### Your objective
Across the whole listing, find how many lines contain "cabinet", then write that number and nothing else.

[Data for this exercise — start]

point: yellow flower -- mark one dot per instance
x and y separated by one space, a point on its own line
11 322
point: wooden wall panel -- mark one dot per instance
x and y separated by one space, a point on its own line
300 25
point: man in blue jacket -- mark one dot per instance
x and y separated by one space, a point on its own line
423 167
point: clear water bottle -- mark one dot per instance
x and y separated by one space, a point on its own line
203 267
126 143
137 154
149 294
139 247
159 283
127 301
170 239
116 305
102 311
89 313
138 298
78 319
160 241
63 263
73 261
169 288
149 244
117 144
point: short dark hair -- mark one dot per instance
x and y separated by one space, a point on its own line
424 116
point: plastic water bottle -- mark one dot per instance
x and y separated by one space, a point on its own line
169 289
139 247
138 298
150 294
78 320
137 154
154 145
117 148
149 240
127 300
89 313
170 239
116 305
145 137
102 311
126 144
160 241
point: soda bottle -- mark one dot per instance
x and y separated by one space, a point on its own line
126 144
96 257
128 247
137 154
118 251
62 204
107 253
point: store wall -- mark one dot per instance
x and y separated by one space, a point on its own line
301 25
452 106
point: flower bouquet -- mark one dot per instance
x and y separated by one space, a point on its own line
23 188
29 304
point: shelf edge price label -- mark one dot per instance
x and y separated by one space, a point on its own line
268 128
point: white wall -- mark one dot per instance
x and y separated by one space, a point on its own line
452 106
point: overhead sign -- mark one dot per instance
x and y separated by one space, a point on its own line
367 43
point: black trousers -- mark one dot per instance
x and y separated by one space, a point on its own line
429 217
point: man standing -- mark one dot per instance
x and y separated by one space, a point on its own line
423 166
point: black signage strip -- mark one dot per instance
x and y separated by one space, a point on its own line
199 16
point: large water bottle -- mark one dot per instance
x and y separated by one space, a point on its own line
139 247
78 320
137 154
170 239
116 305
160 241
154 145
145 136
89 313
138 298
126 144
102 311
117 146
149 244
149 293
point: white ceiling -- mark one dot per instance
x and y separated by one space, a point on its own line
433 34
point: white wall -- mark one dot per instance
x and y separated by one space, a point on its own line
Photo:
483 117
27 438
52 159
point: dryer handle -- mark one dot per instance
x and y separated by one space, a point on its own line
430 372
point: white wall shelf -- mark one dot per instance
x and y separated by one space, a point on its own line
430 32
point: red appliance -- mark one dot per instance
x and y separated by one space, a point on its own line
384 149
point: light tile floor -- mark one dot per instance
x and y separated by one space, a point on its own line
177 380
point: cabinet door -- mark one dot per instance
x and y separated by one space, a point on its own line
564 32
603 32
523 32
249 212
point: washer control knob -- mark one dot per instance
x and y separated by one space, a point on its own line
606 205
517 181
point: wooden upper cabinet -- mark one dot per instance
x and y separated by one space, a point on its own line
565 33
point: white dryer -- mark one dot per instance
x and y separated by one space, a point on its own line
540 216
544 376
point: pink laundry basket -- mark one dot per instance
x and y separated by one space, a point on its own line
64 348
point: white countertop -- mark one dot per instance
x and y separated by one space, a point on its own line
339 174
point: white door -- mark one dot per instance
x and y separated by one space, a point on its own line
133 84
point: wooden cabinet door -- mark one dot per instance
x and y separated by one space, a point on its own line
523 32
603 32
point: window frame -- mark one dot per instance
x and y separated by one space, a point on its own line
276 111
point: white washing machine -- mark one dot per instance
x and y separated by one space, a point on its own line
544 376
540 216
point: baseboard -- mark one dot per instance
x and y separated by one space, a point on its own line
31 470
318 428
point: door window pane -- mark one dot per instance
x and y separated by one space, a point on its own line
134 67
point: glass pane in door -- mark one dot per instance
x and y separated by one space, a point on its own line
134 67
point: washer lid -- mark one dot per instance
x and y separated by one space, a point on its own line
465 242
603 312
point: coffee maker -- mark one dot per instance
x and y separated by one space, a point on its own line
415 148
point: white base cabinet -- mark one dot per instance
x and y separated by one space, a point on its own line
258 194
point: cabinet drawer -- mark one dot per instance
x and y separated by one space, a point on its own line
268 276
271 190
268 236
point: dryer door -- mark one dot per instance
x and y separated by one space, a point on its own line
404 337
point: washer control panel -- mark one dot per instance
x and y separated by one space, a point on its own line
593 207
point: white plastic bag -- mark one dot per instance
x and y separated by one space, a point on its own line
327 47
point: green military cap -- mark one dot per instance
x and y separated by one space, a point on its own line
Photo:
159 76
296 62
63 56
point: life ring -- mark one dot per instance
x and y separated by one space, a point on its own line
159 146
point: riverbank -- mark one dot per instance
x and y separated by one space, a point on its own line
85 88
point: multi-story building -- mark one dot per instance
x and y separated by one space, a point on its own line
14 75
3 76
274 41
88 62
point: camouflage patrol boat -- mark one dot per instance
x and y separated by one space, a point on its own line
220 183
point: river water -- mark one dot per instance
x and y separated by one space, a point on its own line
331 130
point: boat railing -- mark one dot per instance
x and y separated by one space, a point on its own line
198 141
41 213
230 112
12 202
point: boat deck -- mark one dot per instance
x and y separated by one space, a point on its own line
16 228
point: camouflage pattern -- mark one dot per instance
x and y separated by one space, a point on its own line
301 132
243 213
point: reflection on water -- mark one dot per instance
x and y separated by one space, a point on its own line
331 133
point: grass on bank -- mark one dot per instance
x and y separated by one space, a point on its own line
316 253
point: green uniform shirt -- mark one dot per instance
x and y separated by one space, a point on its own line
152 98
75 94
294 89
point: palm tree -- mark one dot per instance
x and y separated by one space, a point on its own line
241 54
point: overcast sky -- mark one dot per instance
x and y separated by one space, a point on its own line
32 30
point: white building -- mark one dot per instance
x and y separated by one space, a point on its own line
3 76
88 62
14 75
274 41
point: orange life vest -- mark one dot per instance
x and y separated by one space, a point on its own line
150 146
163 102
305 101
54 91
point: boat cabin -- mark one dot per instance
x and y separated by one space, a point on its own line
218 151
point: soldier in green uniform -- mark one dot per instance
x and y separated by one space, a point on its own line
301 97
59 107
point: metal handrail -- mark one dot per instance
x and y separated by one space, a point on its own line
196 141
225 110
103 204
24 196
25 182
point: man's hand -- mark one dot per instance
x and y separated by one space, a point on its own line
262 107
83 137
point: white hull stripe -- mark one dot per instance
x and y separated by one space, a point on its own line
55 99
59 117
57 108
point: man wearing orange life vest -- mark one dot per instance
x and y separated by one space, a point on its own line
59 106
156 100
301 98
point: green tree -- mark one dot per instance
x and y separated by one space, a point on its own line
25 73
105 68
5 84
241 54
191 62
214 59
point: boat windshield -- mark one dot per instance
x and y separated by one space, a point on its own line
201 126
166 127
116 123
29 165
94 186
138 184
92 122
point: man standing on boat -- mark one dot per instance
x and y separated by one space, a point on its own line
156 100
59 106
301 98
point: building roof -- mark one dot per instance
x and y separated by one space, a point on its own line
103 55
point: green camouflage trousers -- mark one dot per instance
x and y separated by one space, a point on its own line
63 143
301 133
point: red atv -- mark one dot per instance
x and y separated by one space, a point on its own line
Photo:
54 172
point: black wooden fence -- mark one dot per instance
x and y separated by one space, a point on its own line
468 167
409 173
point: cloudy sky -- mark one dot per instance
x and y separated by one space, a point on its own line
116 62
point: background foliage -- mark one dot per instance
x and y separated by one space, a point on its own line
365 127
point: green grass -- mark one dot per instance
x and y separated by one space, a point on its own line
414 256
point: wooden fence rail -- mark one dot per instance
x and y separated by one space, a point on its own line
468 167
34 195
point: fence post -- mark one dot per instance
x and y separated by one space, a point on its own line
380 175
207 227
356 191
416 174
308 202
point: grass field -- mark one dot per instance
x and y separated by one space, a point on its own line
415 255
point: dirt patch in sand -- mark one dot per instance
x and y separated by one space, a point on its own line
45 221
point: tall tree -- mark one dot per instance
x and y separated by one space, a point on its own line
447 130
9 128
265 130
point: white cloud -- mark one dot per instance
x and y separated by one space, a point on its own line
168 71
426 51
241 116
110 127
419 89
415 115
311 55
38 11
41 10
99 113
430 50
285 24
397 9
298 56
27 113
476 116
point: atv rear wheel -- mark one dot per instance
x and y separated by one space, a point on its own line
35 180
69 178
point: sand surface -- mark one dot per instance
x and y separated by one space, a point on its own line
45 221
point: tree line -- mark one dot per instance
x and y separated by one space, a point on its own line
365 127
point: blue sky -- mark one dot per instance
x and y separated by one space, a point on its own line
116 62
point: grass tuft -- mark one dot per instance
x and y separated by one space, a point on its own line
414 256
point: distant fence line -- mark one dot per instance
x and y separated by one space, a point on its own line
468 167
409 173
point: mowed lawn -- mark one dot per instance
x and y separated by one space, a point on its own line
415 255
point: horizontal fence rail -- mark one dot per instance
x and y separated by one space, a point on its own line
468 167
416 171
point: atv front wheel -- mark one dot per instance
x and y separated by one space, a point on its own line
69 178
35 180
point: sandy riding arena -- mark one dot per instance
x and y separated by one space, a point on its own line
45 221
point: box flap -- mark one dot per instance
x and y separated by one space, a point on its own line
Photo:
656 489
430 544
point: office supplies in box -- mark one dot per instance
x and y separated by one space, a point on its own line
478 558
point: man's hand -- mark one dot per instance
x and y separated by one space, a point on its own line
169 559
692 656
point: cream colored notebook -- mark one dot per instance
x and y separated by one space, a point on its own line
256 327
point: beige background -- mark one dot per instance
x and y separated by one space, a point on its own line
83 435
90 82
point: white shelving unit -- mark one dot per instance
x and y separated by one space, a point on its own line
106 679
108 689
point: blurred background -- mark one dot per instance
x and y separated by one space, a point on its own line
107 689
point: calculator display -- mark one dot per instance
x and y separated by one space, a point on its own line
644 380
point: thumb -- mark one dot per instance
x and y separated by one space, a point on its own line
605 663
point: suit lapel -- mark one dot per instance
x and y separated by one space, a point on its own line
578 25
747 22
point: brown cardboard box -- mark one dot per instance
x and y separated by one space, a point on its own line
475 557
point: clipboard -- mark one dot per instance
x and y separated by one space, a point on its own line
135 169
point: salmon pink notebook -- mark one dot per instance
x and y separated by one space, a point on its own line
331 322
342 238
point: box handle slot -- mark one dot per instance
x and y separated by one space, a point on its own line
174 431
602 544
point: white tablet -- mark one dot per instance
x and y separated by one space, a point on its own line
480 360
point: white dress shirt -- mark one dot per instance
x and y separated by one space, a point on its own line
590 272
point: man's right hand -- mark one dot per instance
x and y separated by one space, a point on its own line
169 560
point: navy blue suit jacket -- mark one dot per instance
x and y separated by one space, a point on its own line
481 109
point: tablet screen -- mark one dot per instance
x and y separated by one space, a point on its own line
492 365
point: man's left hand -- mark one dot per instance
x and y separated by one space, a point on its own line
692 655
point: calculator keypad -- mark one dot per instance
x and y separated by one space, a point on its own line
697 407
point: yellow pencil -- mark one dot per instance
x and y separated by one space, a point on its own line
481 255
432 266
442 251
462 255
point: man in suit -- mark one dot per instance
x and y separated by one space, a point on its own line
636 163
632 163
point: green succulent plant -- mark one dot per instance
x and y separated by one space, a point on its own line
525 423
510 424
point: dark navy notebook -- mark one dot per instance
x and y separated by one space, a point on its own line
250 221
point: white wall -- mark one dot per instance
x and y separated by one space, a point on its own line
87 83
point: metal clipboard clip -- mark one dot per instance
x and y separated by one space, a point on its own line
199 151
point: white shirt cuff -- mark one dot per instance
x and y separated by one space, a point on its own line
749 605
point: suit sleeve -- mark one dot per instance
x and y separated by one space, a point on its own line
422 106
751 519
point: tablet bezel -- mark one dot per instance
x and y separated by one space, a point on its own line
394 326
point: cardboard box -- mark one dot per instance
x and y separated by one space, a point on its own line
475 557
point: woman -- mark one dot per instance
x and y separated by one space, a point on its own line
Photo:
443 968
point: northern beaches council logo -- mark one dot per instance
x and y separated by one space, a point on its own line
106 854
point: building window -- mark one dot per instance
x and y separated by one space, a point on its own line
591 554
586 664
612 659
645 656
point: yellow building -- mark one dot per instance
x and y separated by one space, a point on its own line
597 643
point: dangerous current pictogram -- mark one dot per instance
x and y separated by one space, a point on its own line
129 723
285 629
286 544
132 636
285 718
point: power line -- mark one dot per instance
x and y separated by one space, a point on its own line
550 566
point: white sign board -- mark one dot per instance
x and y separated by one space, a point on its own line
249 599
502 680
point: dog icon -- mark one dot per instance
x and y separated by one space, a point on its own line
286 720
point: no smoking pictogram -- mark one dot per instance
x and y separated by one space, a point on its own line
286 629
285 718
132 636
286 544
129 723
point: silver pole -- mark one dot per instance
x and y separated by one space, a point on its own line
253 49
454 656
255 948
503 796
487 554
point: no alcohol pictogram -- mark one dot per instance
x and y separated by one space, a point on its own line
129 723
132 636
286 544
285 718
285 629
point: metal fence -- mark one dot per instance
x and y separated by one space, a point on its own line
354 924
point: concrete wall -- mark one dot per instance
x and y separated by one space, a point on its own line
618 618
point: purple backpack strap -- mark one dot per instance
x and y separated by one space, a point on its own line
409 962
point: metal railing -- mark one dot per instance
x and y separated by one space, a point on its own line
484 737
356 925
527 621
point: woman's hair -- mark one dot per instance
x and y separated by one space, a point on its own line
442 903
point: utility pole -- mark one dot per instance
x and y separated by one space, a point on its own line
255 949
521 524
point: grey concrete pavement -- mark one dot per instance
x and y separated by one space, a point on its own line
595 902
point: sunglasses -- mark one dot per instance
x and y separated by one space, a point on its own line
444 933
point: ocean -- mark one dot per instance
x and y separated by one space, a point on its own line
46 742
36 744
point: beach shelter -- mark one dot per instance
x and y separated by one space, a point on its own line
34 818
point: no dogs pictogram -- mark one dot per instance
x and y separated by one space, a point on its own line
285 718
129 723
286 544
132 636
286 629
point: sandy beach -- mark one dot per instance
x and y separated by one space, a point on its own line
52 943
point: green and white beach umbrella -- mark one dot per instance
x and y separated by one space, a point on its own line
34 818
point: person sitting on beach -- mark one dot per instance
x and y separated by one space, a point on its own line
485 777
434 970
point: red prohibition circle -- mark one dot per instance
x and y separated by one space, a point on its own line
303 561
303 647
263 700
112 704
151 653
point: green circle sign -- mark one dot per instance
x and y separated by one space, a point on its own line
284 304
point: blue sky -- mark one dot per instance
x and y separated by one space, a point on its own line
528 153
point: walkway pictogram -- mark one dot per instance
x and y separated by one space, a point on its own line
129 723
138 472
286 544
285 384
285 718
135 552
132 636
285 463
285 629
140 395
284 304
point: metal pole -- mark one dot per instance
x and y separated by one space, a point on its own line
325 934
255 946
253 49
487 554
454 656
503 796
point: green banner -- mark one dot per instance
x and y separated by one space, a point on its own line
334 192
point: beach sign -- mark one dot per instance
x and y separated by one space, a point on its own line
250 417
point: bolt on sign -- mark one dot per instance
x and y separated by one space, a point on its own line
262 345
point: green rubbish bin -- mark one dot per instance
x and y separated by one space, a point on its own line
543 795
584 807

[Data for this exercise — finish]

### Finished task
5